What to produce
Please reproduce, exactly and with nothing added, the line containing "Target: utility pole" and every line after it to the end of the records.
:: Supplied entries
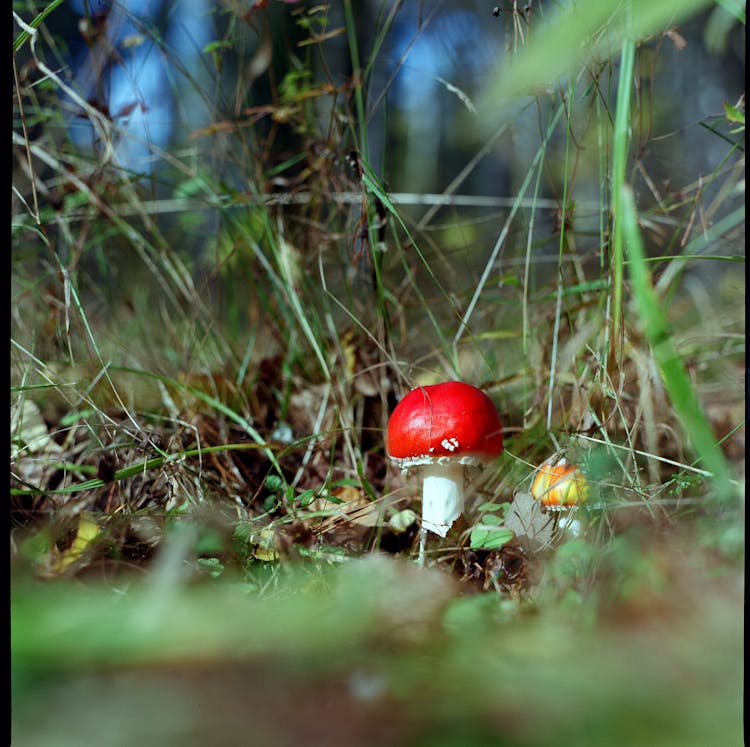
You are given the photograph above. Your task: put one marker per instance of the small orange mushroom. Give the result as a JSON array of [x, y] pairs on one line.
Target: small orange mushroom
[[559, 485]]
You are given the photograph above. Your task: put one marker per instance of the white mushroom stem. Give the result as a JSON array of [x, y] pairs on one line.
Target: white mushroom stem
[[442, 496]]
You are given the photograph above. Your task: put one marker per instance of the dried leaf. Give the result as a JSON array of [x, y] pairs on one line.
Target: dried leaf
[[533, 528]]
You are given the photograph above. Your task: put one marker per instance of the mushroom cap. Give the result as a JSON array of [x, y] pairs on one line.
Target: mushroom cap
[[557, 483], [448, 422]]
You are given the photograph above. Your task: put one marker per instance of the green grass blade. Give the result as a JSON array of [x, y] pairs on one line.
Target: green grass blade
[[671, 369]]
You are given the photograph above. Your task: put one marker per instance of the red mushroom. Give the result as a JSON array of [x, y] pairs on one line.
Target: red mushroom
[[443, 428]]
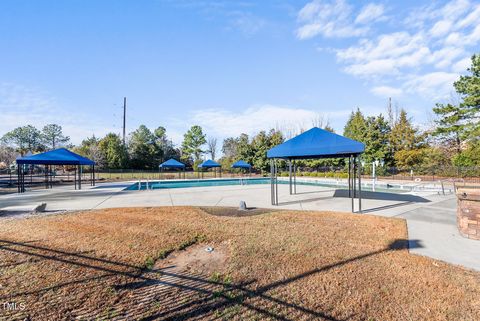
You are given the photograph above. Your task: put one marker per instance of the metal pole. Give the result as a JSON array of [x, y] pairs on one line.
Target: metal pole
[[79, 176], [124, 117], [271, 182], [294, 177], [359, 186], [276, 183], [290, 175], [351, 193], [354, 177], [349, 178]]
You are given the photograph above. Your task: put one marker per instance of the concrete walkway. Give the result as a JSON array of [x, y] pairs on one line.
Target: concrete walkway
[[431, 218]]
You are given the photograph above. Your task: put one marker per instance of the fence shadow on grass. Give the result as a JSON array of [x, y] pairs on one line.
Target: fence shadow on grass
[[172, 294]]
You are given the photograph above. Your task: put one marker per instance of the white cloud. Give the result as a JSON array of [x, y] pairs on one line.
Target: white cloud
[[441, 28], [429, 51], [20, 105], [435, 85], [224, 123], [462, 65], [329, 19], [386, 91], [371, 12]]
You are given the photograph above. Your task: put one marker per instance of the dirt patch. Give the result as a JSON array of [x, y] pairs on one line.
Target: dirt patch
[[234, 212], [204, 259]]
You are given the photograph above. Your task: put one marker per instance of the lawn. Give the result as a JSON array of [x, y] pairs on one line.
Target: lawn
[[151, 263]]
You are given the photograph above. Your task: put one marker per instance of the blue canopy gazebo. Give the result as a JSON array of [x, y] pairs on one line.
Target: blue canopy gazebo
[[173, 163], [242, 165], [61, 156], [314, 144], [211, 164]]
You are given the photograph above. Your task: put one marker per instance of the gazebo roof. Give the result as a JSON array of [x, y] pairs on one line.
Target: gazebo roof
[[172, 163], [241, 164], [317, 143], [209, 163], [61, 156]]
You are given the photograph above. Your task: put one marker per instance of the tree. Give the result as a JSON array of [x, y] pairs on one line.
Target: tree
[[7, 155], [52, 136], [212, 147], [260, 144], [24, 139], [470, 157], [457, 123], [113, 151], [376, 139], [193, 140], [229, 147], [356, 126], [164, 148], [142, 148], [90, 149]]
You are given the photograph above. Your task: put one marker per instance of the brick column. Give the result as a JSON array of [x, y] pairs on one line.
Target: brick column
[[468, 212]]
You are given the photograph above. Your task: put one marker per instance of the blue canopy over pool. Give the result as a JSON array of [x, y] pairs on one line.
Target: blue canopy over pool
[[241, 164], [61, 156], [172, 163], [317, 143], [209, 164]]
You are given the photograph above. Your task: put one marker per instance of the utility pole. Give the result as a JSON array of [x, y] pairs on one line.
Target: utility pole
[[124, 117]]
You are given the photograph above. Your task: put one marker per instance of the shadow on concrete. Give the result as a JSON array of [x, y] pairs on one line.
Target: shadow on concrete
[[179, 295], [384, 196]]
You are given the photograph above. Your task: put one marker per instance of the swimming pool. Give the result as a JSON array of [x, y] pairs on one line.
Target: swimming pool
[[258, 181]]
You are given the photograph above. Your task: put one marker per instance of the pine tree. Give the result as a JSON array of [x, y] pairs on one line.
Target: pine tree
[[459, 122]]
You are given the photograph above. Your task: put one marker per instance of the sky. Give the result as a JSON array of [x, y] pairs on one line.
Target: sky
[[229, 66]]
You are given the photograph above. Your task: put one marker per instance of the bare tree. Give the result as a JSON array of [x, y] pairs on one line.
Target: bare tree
::::
Result of the task
Target: utility pole
[[124, 117]]
You are given the photograph above. Your task: put one marker per instance of the shadow on concrete. Give the result as a JSON array of [x, y] pairs on one line.
Target: shadow on concrete
[[179, 295], [384, 196]]
You are given the photograph above. Your task: put one marker per instance of the swimming pool. Give the result as a JSON array of [x, y] pairs on one line.
Target: swimming pool
[[258, 181]]
You are given the photograph above. Your task: put one marker per instance of the pine tree. Give the result as a JSON array of [x, y] pairs on one line.
Target: pine tree
[[459, 122]]
You are given the photograph above. Your task: put one marker per instance of the sky. Give the result as a JSON array of [x, y] pairs on one line.
Target: sky
[[229, 66]]
You are given the photograph above. Your task: put one marker per instance of the bare tree. Give the result as a JSON array of [x, y] pairs on one line.
Target: bare tree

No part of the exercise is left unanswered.